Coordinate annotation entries
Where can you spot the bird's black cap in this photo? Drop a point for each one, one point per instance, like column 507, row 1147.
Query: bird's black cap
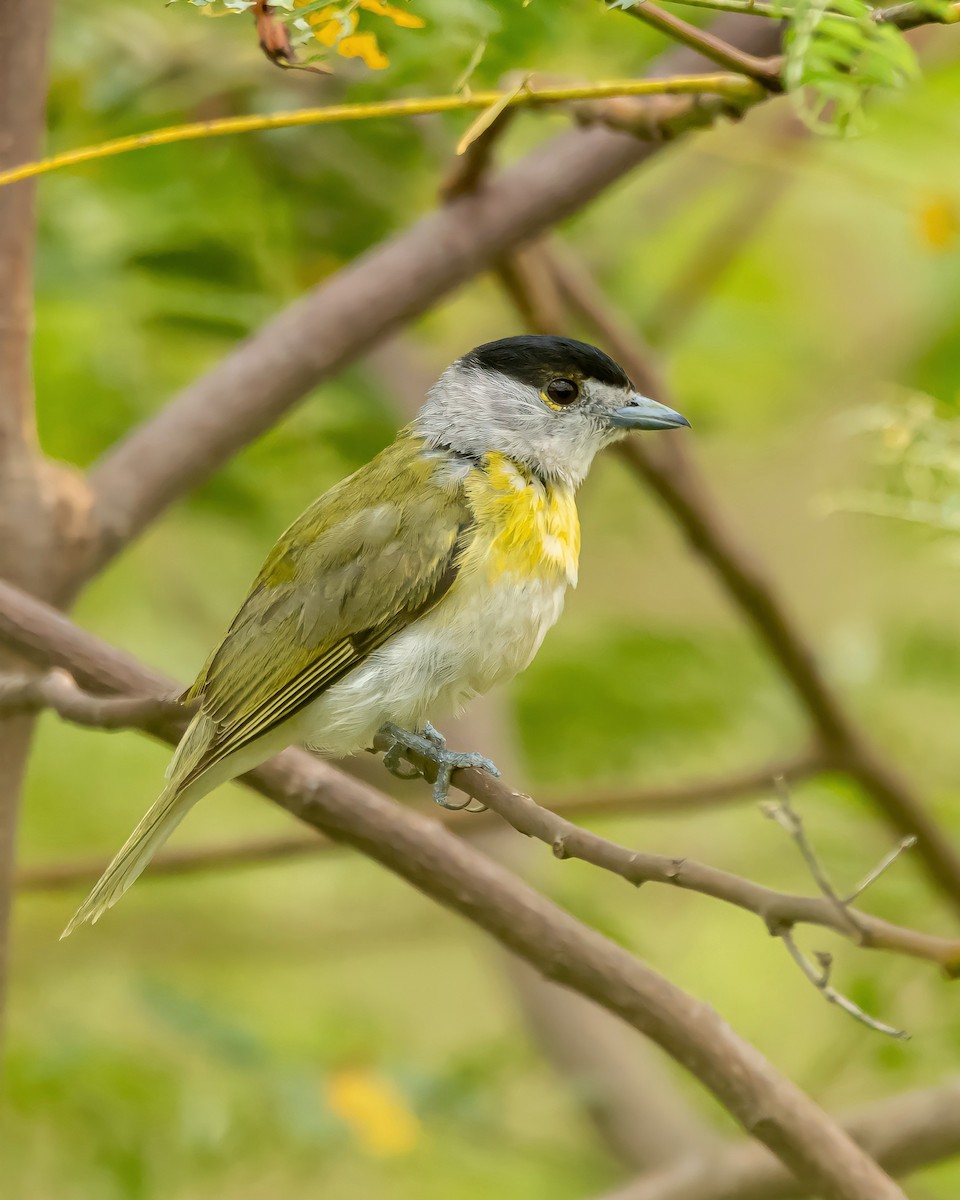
column 535, row 360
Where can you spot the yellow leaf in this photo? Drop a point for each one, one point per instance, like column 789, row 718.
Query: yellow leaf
column 382, row 9
column 329, row 25
column 364, row 46
column 940, row 222
column 375, row 1110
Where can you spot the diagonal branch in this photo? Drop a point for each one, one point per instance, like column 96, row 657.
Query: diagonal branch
column 51, row 640
column 671, row 473
column 451, row 873
column 765, row 71
column 331, row 325
column 24, row 27
column 904, row 1133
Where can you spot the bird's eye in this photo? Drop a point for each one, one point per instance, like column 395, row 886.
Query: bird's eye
column 562, row 391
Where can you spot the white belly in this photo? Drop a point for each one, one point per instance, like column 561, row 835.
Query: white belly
column 473, row 640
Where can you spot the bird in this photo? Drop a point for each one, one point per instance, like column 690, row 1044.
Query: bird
column 408, row 588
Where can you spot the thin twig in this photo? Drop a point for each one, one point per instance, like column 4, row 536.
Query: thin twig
column 763, row 71
column 673, row 477
column 263, row 851
column 903, row 16
column 727, row 85
column 467, row 881
column 786, row 816
column 882, row 865
column 820, row 977
column 58, row 690
column 904, row 1133
column 51, row 640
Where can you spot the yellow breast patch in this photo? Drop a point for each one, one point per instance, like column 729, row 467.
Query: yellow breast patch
column 532, row 527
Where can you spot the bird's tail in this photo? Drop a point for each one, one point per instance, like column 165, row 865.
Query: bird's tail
column 175, row 801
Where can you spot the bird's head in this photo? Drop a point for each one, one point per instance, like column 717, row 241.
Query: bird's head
column 547, row 402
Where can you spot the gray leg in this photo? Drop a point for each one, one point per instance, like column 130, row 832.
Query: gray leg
column 432, row 747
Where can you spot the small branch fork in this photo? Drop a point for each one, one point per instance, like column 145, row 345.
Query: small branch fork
column 669, row 471
column 454, row 874
column 779, row 911
column 786, row 816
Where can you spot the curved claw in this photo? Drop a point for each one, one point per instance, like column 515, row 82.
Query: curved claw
column 393, row 762
column 431, row 744
column 448, row 761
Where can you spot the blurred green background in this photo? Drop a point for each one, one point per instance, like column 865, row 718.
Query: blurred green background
column 316, row 1027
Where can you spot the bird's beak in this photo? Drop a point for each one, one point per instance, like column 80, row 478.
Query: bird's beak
column 646, row 414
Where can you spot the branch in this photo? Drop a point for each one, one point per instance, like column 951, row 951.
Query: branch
column 903, row 16
column 24, row 28
column 43, row 636
column 903, row 1133
column 28, row 490
column 331, row 325
column 672, row 475
column 58, row 690
column 763, row 71
column 731, row 88
column 257, row 851
column 465, row 880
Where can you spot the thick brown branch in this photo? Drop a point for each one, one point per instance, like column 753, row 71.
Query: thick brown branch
column 49, row 640
column 451, row 873
column 671, row 473
column 251, row 389
column 267, row 850
column 24, row 25
column 903, row 1133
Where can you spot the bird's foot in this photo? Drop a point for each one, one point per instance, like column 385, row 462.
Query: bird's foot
column 432, row 745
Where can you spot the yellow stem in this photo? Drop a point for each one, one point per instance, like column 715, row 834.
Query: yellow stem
column 735, row 87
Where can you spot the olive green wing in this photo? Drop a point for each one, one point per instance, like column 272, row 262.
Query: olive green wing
column 364, row 562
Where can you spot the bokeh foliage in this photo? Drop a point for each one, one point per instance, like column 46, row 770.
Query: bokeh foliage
column 316, row 1027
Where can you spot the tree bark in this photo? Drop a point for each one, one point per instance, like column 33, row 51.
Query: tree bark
column 42, row 505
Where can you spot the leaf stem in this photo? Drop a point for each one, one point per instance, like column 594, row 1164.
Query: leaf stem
column 733, row 87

▶ _What is required_
Rewrite every one of the records with "Drop a point" replaced by "Place a marker", changing nothing else. Omit the pictures from your answer.

▶ _Expected answer_
Where can you spot the bird's black cap in this photo? Place a marker for each one, one point per instance, like column 507, row 1147.
Query: bird's black cap
column 535, row 360
Where can you spot the yellow leaf in this photo? Place a marker for each one, one point per instance, like column 789, row 718.
Query: yellow leaf
column 382, row 9
column 329, row 25
column 364, row 46
column 940, row 222
column 375, row 1110
Where can you spot the diagonal branch in this photo? Place a marker for each one, one point per instance, like column 96, row 657.
Query: diagonal branch
column 51, row 640
column 671, row 473
column 451, row 873
column 765, row 71
column 331, row 325
column 24, row 27
column 904, row 1133
Where can you spot the bird's eye in this photo? Place a marker for each one, one point per instance, like column 395, row 886.
Query: bird's eye
column 562, row 391
Where can you spot the white belly in this photo? Place a marker for each one, one point per instance, like column 561, row 835.
Query: white belly
column 473, row 640
Where can you spot the bird in this photo? Place a marker for each one, one point per instance, like column 690, row 1044.
Query: bird
column 408, row 588
Where can you spot the thin twig in this photo? Place a marker for each one, one point per instance, like column 4, row 536.
Query: thin twig
column 763, row 71
column 673, row 477
column 263, row 851
column 903, row 16
column 727, row 85
column 467, row 881
column 786, row 816
column 882, row 865
column 820, row 977
column 58, row 690
column 904, row 1133
column 51, row 640
Where can you spot the yellow breast patch in this photo? Place a marker for each one, one point per instance, like column 729, row 467.
Query: yellow breast patch
column 532, row 527
Where can you spot the bird's tail in this photo? Place a marker for each one, one point per instance, like column 165, row 865.
Query: bird's tail
column 175, row 801
Where can you spot the bird's head in this photo? Place a marker for each one, one point per instance, like column 717, row 241.
Query: bird's head
column 547, row 402
Where can you spot the gray leg in this photo? Place a marker for each one, one point per instance, like column 130, row 832.
Query: gray leg
column 432, row 747
Where can you spot the small branch fork in this photo? Place a marker for each one, one point per instance, like column 145, row 345.
Query: small branch fork
column 669, row 471
column 454, row 874
column 779, row 911
column 786, row 816
Where can you spot the curved claw in this photo? Place a marker for each one, one point per instance, like column 515, row 82.
Query: curved claw
column 393, row 762
column 431, row 744
column 448, row 761
Where can you spot the blurred green background in this photo? Place a marker for each one, one point per instance, like column 865, row 718.
Query: blurred green background
column 316, row 1027
Where can you spot the bird's beak in this photo? Place a marker for each one, one point per instance, like column 80, row 478.
Query: bird's beak
column 646, row 414
Where can you spot the branch in this photo? Place a marker for each one, one point per instance, like column 951, row 951.
Query: branch
column 903, row 16
column 24, row 28
column 43, row 636
column 903, row 1133
column 28, row 490
column 331, row 325
column 672, row 475
column 58, row 690
column 763, row 71
column 731, row 88
column 257, row 851
column 465, row 880
Where can you spot the thick brown branch in this photo? Place a marker for each one, one point per instance, like column 753, row 71.
Query: thick brown branch
column 49, row 640
column 451, row 873
column 671, row 473
column 251, row 389
column 267, row 850
column 24, row 25
column 903, row 1133
Where can you spot the bird's foot in this photo? Place a marker for each one, one point per instance, like column 385, row 462.
Query: bird's foot
column 432, row 745
Where can you spot the yellow stem in this photo? Place a marker for each one, one point per instance, like column 715, row 834.
Query: yellow stem
column 735, row 87
Where can you spot the olive green wing in this photo? Place a marker for each one, one point per instance, like column 272, row 262.
Query: olive green wing
column 364, row 562
Where can you spot the bokeh foliage in this photo? Place a marker for each one, one point per instance, like column 46, row 770.
Query: bokeh foliage
column 316, row 1027
Where can you spot the tree bark in this photo? Place a marker for each one, one point per instance, like column 33, row 51.
Query: tree bark
column 42, row 505
Where can you spot the leaf stem in this photo? Place a marker for each one, one point per instance, like column 594, row 1164.
Query: leaf stem
column 733, row 87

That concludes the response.